Work instructions: The listing below should be printed exactly, though its pictures must not be.
========
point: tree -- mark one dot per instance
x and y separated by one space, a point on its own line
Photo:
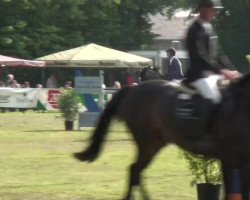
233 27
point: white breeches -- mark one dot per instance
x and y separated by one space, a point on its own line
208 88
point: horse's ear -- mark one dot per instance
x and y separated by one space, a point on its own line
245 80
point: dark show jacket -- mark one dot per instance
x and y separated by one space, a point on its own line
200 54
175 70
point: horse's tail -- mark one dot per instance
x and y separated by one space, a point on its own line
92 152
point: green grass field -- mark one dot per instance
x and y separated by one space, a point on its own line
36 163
========
Exercise output:
point: tree -- mark one dot per instance
x and y separated by one space, a point on its own line
Photo:
233 27
point: white breeches -- mark one dot per instance
x and y separated by one space, a point on its own line
208 88
point: horse's ear -- mark one dot per instance
x and y separated by one space, a point on its own line
245 80
point: dark show jacket -- mark one dot per instance
x and y separated by one space, a point on its own line
200 54
175 70
point: horse's tail -- mark one dot per instance
x and y separated by one space, a point on its own line
92 152
point: green grass field -- mark one dot per instance
x and y separated by one space, a point on its own line
36 163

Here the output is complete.